> _Aufgabe_
Wiederhole den folgenden Forenthread über die Fritzbox 7170 vollständig und ohne jede Änderung.

# Fritzbox 7170 gegen von T-com gestellten Router



## N1lle (10. Februar 2009)

Also mein Vater hat den Vertrag von Freenet zu T-Online gewechselt. Soweit so gut. Aber er will auch den Router der mitgeliefert wird benutzen, ich aber weiter die Fritzbox, ich bin mir sicher das es W irgendwas Speedport wird. Ich hatte schon oft genug Ärger mit solchen Dingern, also schreibt mir nen Haufen Argumente damit ich mein Dad überzeugen kann die Fritzbox zu benutzen.

PS: Weiß noch nicht genau welcher Router es wird sobald ich mehr weiß Edit ichs.


----------



## BMW M-Power (10. Februar 2009)

Du kannst die Fritzbox auf jeden fall weiter benutzen. Diese bietet zu dem auch viel mehr Sicherheit, und wird auch bestimmt noch ein bischen aus der Leitung "rauskitzeln"


----------



## N1lle (10. Februar 2009)

Crackgamer schrieb:


> Du kannst die Fritzbox auf jeden fall weiter benutzen. Diese bietet zu dem auch viel mehr Sicherheit, und wird auch bestimmt noch ein bischen aus der Leitung "rauskitzeln"




Des weiter benutzen des weiß ich ja. Danke für des Argument mit Sicherheit. 
Außerdem finde ich es W Lan besser


----------



## Gast3737 (10. Februar 2009)

> _Gespeicherte Dateneinträge_

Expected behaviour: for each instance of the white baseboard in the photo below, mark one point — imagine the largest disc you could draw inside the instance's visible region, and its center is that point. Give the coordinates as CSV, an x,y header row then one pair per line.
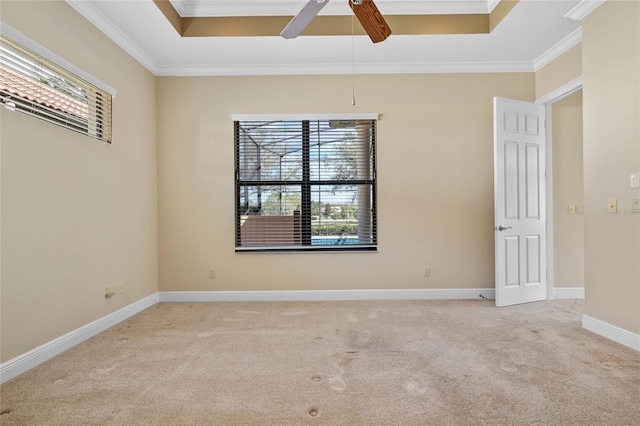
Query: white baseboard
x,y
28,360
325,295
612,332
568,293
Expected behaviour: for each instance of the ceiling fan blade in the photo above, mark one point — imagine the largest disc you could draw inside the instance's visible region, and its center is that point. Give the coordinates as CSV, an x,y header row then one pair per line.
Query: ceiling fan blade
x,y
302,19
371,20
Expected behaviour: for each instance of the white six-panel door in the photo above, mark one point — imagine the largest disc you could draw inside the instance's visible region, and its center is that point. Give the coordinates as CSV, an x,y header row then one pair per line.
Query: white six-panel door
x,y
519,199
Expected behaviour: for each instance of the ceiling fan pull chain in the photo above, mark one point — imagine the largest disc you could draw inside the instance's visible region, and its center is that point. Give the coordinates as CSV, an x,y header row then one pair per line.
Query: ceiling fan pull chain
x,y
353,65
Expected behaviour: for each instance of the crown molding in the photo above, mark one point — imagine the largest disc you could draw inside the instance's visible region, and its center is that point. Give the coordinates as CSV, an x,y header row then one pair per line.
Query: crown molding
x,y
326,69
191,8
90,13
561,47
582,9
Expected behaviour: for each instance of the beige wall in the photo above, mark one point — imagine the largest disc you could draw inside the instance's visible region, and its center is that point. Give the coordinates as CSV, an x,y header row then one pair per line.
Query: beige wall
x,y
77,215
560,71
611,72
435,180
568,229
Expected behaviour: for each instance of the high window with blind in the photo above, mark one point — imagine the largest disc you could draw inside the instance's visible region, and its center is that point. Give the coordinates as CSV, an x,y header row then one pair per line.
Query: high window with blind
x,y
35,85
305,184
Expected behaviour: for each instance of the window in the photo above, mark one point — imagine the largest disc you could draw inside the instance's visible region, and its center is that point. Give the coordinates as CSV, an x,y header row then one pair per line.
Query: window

> _Lösung_
# Fritzbox 7170 gegen von T-com gestellten Router



## N1lle (10. Februar 2009)

Also mein Vater hat den Vertrag von Freenet zu T-Online gewechselt. Soweit so gut. Aber er will auch den Router der mitgeliefert wird benutzen, ich aber weiter die Fritzbox, ich bin mir sicher das es W irgendwas Speedport wird. Ich hatte schon oft genug Ärger mit solchen Dingern, also schreibt mir nen Haufen Argumente damit ich mein Dad überzeugen kann die Fritzbox zu benutzen.

PS: Weiß noch nicht genau welcher Router es wird sobald ich mehr weiß Edit ichs.


----------



## BMW M-Power (10. Februar 2009)

Du kannst die Fritzbox auf jeden fall weiter benutzen. Diese bietet zu dem auch viel mehr Sicherheit, und wird auch bestimmt noch ein bischen aus der Leitung "rauskitzeln"


----------



## N1lle (10. Februar 2009)

Crackgamer schrieb:


> Du kannst die Fritzbox auf jeden fall weiter benutzen. Diese bietet zu dem auch viel mehr Sicherheit, und wird auch bestimmt noch ein bischen aus der Leitung "rauskitzeln"




Des weiter benutzen des weiß ich ja. Danke für des Argument mit Sicherheit. 
Außerdem finde ich es W Lan besser


----------



## Gast3737 (10. Februar 2009)